本文:

▼▼▼

今売りの「文藝春秋」10月号「真相 未解決事件35」という特集の中で、下山事件が採り上げられています。記事を書いているのは柴田哲孝氏。当然ですが他殺説で決定済み(笑)という内容になっています。
今回の記事で気になったのは下記のような記述です。
事件の三日前の七月二日夜、下山総裁は西銀座の『出井』という関西料理屋にいた。その店で誰と会っていたのかも、重要なミッシング・リンクのひとつだ。
数年前、この出井にいた謎の人物に関して、「財界の大物のSとMという男だった」という確度の高い情報提供があった。
相変わらず、ソースを示すことなく、別の言い方をすれば検証ができないようにそれっぽい情報を書くのがうまいですね。さすがはサスペンス作家の面目躍如といったところです。ただし、これらの情報を今後下山事件推理における「事実」として扱いたいのであれば、せめて「誰が」「いつ」「どのように」その情報を提供したのかを明かす必要があるでしょう。このままでは矢田喜美雄氏の「下山総裁の死体を運んだ男」の話と同じで、「へえ、だから?」としか言いようがありません。
柴田氏は、こういうところで下山事件に関して偉そうなことを書く前に、「『下山事件 最後の証言』文庫版と単行本版で結論が正反対になっていて、しかもその理由が全く説明されていない」というAmazon書評欄における批判に対して誠実に説明をするべきではないでしょうか?
その説明がなされない限り、今後柴田氏が下山事件に関して何を言おうと信用する人は皆無だと思います。ましてや、今回のようにソースも明かさない話を思わせぶりに持ち出されても、その信頼性はほぼゼロと言って差し支えないでしょう。
本日の画像は、実際に『下山事件 最後の証言』の結論部分が文庫と単行本で正反対になっていることをご確認いただける画像です。
- (単行本)
ここにひとつの図式が浮かび上がってくる。日本政府は外資から国鉄を守るために、下山総裁を抹殺したのではなかったのか。 - (文庫版)
ここにひとつの図式が浮かび上がってくる。日本政府は外資の導入を加速させるために下山総裁を抹殺したのではなかったのか。
この結論が正反対になっているということを抜きにしても、
日本政府は外資の導入を加速するために下山総裁を抹殺したのではなかったか。

▲▲▲

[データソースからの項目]

▼▼▼

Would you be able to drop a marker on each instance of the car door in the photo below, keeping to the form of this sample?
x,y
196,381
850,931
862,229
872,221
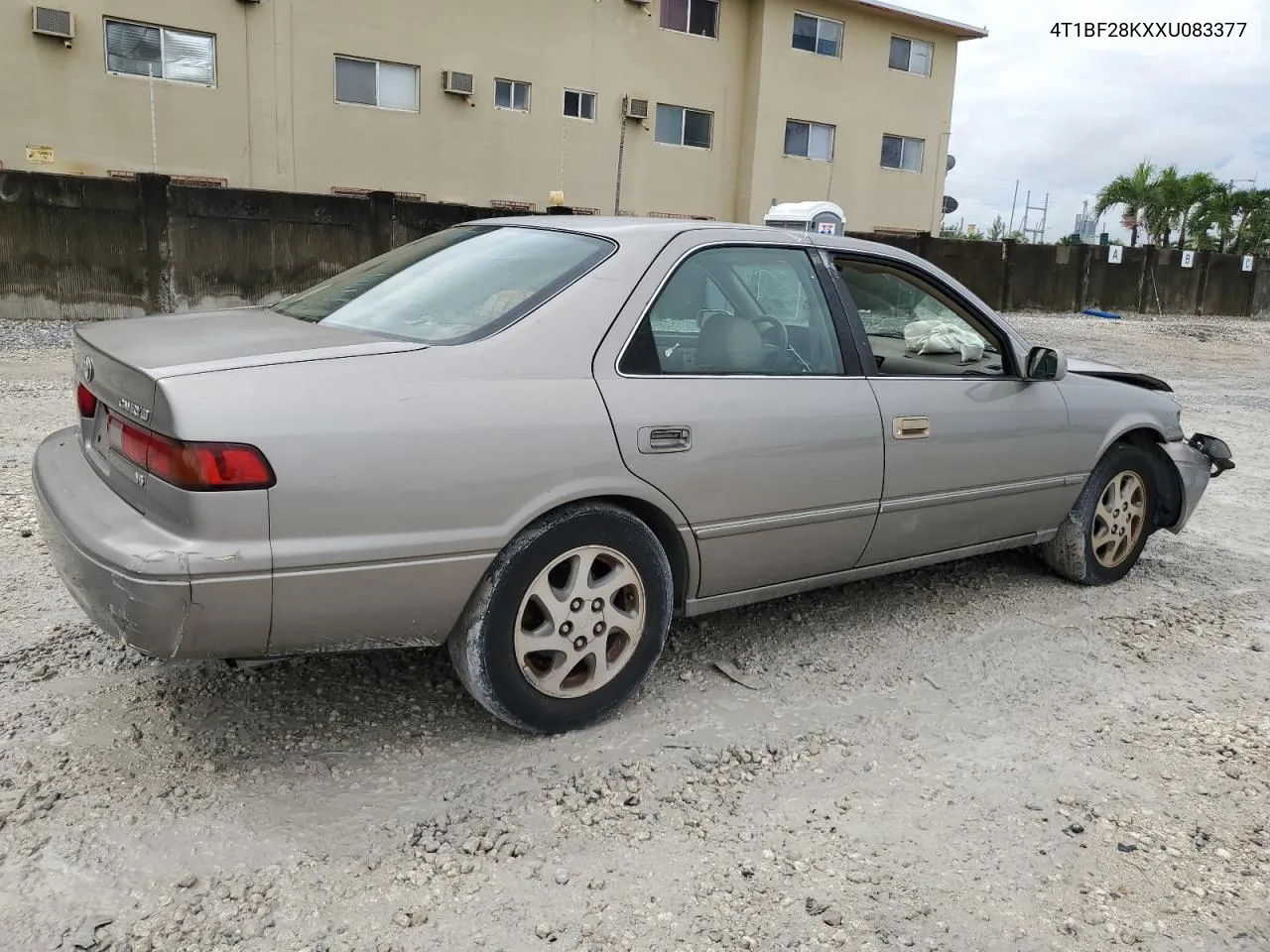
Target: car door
x,y
974,453
728,389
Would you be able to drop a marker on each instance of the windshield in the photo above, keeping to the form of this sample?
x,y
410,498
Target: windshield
x,y
458,285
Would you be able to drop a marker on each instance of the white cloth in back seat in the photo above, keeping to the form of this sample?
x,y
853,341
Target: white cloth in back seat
x,y
944,338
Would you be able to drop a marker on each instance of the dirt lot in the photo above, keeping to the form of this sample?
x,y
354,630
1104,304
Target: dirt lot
x,y
974,757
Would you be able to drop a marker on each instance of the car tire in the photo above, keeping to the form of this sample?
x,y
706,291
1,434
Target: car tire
x,y
1102,537
538,660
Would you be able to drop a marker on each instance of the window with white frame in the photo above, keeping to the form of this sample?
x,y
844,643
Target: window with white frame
x,y
512,94
163,53
697,17
911,56
810,140
902,153
817,35
677,126
578,104
388,85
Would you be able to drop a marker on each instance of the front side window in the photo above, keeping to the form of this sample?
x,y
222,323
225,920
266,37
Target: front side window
x,y
143,50
579,105
911,56
388,85
677,126
458,285
512,94
915,329
810,140
902,153
738,309
817,35
697,17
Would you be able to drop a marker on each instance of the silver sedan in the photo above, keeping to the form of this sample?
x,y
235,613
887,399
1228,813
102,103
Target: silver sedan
x,y
539,439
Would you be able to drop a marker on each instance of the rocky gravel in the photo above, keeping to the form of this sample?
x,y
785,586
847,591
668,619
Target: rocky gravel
x,y
971,757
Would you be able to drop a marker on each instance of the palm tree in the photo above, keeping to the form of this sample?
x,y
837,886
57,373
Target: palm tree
x,y
1239,218
1193,190
1132,191
1215,212
1254,221
1162,203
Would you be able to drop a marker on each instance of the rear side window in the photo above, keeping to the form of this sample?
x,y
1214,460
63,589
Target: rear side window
x,y
452,287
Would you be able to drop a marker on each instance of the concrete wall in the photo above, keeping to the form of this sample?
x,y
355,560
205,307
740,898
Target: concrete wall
x,y
81,248
271,119
71,248
1017,277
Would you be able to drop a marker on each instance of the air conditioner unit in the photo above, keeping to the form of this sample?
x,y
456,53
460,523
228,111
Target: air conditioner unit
x,y
636,108
460,84
49,22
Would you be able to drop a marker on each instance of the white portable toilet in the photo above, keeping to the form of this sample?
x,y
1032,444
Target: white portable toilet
x,y
817,217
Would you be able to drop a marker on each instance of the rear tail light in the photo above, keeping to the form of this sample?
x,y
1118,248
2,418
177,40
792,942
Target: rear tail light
x,y
86,402
194,466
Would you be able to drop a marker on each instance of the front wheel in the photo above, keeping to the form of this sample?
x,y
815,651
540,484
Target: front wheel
x,y
1102,537
568,622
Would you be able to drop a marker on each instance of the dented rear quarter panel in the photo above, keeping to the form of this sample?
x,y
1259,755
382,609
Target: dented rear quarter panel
x,y
400,476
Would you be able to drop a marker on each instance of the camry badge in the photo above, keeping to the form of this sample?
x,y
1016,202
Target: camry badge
x,y
134,409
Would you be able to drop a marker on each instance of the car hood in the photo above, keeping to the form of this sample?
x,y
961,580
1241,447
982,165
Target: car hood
x,y
173,345
1088,367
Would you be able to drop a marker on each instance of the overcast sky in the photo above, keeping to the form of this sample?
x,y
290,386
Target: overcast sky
x,y
1067,116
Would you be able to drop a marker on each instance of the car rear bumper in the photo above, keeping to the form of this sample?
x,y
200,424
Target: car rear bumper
x,y
131,576
1197,461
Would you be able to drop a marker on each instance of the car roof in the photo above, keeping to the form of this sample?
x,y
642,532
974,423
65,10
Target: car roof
x,y
617,227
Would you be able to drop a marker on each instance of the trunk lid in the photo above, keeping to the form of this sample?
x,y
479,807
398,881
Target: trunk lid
x,y
122,362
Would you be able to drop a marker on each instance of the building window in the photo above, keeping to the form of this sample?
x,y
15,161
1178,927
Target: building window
x,y
677,126
902,153
388,85
512,94
817,35
141,50
579,105
911,56
810,140
697,17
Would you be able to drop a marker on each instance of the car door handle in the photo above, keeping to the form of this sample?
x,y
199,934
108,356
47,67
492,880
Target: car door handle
x,y
911,426
665,439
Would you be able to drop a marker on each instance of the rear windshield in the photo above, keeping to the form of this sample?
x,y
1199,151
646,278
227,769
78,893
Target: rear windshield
x,y
452,287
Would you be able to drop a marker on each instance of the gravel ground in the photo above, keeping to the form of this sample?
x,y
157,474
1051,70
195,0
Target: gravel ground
x,y
973,757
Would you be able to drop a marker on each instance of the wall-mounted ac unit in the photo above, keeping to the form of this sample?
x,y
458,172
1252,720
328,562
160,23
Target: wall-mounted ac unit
x,y
49,22
636,108
460,84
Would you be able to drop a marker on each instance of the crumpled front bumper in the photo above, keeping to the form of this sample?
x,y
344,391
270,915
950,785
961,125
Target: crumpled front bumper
x,y
1198,461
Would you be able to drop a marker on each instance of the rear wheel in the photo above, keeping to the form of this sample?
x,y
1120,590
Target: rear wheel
x,y
1102,537
568,622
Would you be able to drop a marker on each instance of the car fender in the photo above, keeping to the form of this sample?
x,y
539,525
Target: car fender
x,y
616,486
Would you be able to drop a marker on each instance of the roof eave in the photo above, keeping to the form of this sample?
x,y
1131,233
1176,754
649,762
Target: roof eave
x,y
961,31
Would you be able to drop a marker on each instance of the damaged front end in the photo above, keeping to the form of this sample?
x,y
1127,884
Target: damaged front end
x,y
1197,460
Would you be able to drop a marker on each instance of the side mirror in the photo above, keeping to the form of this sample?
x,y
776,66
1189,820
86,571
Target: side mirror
x,y
1046,363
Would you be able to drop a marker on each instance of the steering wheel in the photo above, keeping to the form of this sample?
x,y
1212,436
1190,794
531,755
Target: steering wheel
x,y
776,349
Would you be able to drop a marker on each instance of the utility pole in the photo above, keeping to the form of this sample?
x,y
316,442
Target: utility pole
x,y
1037,234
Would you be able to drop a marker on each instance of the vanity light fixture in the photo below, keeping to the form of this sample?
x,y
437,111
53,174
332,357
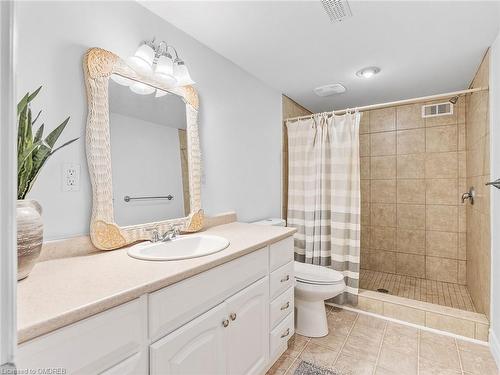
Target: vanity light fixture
x,y
155,60
368,72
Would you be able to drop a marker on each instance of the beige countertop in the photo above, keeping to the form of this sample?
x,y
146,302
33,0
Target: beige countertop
x,y
62,291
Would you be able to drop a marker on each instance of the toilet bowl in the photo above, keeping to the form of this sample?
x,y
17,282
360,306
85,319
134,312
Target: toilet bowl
x,y
314,284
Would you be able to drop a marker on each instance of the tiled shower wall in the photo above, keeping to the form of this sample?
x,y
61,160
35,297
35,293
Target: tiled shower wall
x,y
478,173
412,178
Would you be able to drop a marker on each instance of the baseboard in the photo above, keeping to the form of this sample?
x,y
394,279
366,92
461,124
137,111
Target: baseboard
x,y
402,322
495,347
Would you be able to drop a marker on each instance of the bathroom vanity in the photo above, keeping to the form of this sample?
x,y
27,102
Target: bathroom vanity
x,y
230,311
225,313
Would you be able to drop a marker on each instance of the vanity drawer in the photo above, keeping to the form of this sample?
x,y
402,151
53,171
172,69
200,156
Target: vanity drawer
x,y
177,304
281,280
281,253
280,336
281,307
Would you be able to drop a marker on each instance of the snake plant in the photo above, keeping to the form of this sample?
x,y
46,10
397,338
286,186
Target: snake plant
x,y
33,150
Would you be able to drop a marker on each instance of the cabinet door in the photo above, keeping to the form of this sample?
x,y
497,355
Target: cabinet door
x,y
195,348
248,335
133,365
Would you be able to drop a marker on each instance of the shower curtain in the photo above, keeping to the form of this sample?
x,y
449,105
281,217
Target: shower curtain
x,y
324,194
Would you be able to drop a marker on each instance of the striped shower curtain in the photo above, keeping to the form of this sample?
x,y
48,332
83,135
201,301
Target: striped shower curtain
x,y
324,194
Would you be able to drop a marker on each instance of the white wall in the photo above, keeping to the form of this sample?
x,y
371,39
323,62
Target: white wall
x,y
495,198
146,161
240,117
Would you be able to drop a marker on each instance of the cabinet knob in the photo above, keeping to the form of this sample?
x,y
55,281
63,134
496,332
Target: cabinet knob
x,y
285,279
285,306
286,333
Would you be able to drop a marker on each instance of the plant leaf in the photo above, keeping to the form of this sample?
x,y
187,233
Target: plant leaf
x,y
39,134
51,139
26,155
36,118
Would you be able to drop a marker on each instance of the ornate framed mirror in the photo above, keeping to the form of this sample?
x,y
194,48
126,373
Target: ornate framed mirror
x,y
143,153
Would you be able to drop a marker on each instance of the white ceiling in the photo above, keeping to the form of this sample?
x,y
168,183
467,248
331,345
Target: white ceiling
x,y
422,47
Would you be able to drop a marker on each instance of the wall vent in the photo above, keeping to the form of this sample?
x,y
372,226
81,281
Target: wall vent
x,y
337,10
439,109
333,89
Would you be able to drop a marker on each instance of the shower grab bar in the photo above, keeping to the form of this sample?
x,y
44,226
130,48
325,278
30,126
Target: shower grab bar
x,y
495,183
127,198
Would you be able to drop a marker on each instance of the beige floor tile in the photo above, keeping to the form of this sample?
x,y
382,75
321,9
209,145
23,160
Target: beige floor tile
x,y
337,334
318,355
477,359
293,367
402,339
396,360
384,371
428,367
439,350
281,365
295,345
363,342
353,365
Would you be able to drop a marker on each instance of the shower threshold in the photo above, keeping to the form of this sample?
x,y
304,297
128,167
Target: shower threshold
x,y
436,292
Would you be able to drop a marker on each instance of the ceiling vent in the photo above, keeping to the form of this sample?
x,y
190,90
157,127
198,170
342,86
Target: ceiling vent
x,y
434,110
337,10
333,89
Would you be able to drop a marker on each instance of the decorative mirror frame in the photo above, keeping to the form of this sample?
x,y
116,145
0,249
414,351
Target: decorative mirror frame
x,y
98,66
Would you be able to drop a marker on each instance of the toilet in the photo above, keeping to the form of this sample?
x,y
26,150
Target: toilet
x,y
313,285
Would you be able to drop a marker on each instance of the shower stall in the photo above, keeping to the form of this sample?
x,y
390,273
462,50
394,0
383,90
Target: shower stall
x,y
425,243
421,237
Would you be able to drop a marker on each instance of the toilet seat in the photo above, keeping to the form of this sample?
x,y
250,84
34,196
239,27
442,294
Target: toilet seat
x,y
316,275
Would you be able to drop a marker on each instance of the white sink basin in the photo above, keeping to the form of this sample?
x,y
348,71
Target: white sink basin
x,y
182,247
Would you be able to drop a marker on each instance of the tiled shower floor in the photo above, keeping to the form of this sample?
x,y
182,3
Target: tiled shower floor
x,y
437,292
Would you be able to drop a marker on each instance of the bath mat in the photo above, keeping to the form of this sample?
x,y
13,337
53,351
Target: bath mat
x,y
307,368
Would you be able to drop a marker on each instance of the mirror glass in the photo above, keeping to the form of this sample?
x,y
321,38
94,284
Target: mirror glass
x,y
148,154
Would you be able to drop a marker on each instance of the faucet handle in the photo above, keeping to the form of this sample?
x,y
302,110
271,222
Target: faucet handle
x,y
155,235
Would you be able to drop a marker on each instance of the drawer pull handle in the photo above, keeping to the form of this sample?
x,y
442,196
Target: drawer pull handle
x,y
285,279
285,306
286,333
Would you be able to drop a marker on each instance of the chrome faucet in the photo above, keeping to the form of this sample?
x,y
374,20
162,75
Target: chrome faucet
x,y
169,235
155,236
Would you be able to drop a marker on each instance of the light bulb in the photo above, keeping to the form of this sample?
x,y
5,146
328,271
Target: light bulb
x,y
164,71
182,74
368,72
160,93
142,89
121,80
142,61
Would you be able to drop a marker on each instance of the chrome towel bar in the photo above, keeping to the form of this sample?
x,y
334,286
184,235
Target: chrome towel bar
x,y
127,198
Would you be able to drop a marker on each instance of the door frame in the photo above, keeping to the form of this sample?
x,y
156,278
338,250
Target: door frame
x,y
8,187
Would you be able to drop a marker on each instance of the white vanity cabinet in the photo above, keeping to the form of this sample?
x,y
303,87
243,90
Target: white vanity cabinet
x,y
231,338
235,319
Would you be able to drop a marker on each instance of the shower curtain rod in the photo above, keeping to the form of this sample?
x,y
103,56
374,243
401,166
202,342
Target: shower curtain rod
x,y
392,104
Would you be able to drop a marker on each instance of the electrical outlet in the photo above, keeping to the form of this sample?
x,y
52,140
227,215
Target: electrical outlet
x,y
71,177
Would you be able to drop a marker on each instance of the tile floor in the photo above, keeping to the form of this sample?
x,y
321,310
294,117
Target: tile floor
x,y
362,344
437,292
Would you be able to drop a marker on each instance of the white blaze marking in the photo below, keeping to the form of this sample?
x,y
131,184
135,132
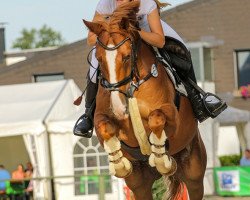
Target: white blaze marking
x,y
117,106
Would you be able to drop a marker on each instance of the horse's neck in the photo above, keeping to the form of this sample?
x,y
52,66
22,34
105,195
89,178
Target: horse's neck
x,y
146,57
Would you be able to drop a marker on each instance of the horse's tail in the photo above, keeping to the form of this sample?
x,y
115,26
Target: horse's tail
x,y
173,187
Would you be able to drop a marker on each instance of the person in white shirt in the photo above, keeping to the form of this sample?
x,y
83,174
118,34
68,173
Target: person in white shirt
x,y
158,34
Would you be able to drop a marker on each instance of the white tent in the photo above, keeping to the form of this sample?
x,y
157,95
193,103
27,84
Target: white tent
x,y
27,110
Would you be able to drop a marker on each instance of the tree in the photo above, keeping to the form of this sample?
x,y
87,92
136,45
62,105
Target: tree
x,y
44,37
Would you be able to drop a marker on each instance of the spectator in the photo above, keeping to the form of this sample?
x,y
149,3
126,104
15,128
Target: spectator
x,y
4,175
245,160
19,172
29,183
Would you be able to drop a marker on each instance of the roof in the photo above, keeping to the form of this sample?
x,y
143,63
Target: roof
x,y
26,108
186,6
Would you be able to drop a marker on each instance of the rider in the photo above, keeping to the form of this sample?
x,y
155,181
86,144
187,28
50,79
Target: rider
x,y
155,32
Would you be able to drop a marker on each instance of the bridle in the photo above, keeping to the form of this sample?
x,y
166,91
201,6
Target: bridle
x,y
134,73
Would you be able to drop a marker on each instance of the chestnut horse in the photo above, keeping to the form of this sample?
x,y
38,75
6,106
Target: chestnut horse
x,y
136,119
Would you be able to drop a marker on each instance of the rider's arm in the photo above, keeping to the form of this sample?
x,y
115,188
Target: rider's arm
x,y
156,36
91,36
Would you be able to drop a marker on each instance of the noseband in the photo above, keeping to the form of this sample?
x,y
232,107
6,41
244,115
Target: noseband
x,y
134,70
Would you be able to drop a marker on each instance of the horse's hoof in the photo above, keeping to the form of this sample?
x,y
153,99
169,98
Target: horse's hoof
x,y
173,168
123,173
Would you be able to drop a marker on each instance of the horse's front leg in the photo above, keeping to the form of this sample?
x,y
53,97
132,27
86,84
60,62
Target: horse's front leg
x,y
118,164
163,123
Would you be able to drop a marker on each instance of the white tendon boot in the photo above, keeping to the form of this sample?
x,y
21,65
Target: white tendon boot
x,y
158,158
118,165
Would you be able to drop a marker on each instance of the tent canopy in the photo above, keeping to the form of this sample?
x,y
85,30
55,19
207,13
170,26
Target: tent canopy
x,y
26,108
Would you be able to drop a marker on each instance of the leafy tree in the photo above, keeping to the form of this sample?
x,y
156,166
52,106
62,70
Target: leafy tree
x,y
44,37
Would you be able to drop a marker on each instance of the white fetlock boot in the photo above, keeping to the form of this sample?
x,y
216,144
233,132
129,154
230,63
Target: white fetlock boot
x,y
119,166
164,164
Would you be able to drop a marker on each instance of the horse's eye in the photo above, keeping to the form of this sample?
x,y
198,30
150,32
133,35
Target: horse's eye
x,y
125,58
107,17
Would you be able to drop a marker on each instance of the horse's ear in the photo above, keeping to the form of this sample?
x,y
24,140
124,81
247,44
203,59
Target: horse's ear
x,y
124,24
93,27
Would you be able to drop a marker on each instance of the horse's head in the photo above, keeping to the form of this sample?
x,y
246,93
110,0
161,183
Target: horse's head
x,y
116,52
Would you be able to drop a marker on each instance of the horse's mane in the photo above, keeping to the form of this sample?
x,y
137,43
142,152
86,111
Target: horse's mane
x,y
124,18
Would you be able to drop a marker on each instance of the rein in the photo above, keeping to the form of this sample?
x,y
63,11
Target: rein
x,y
133,74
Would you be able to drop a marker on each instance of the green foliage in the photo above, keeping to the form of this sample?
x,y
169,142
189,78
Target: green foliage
x,y
158,189
44,37
231,160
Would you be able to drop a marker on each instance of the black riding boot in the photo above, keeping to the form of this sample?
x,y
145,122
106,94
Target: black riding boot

▲▲▲

練習問題 A: 下山事件の本文によれば、事件の三日前の七月二日夜に下山総裁がいた場所はどこか。
練習問題 B: 下山事件の本文の「今回の記事で気になったのは下記のような記述です。」から「確度の高い情報提供があった。」まで(両端を含む)を、「関西料理屋」を「京料理屋」に置き換えて書き直せ。
練習問題 C: 下山事件の本文を、最後の文の後から書き継げ。

解答 A: 西銀座の『出井』という関西料理屋。

解答 B:
今回の記事で気になったのは下記のような記述です。
事件の三日前の七月二日夜、下山総裁は西銀座の『出井』という京料理屋にいた。その店で誰と会っていたのかも、重要なミッシング・リンクのひとつだ。
数年前、この出井にいた謎の人物に関して、「財界の大物のSとMという男だった」という確度の高い情報提供があった。

解答 C:
という文庫版の結論は意味不明です。歴史的事実として、下山総裁の死亡によって国鉄に外資が導入されることにはなりませんでした。また、国鉄利権の一部を外資系企業が一手に請け負うようになったという話も寡聞にして存じ上げません。わざわざ国鉄総裁を殺すまでの陰謀をめぐらせておいて目的が達成できないとは、日本政府もGHQもCIAもマヌケ揃いということでしょうか。
以下、私(本ブログ管理人)なりの陰謀論です。
柴田氏が「外資の導入を加速するために下山総裁を抹殺」と言い出したのは、文春の記事でも思わせぶりに「財界の大物のS」として言及している、白洲次郎を黒幕として設定し始めたのが理由ではないかと思います。一般的に、白洲次郎は外資導入に積極的だったとされているため、
- 白洲次郎が下山事件の黒幕である
- 下山総裁を暗殺したのは、外資導入を阻止するのが目的だった
この2つを同時に主張するとツッコミが入るだろうという理由で、さらに言えばこんな細かいところまで誰も見ていないだろうと思って文庫の結論部分を書き換えたというのが真相ではないでしょうか。しかし、それならそれときちんと説明すればいいものを、説明抜きでいきなり結論だけ書き換えたために、柴田哲孝氏は信用を失うことになりました。
いずれにしても、柴田氏にとっての下山事件は「おもしろい『おはなし』を書くための材料」であって、それ以上でもそれ以下でもないのだろうというのが現時点での本ブログ管理人の評価です。筑波昭=黒木曜之助氏にとっての津山事件と同じような位置づけですね。要するに、彼らが書いていることが事実であるという前提で話をするべきでないということです。誤解がないように言っておくと、彼らの話にも事実は含まれています。しかし、それ以上にフィクションが含まれており、さらには話を面白くするためにフィクションとノンフィクションに区別がされていないため、現実的には彼らが書いていることはガセとして扱うしかないということになります。
今後、柴田氏がどうツジツマを合わせてくるかには興味があります。しかしそれは、「下山事件の真実」とは関係がない世界でのお話しでしょう。
お久しぶりです。最近、上野正彦氏の『「藪の中」の死体』という著書を読み、「下山事件」について、上野氏が「私の結論は、他殺である。」とされていました(限定された記録によるという限界があることを前提とされていますが)。私は、上野氏の数々の著書を読んで、上野氏が、法医学という立場で真摯に死体に向き合ってきた姿勢を尊敬しています。タイムマシンにのって、古畑氏でなく、上野氏が監察医として検死していたらなあ、と思います。
確かに「最後の証言」は矢田記者の、謀殺下山事件48.7.4刊、全編、特に、「事件補遺」、や「黒い霧」を底本としたフレームアップ、という印象が強い。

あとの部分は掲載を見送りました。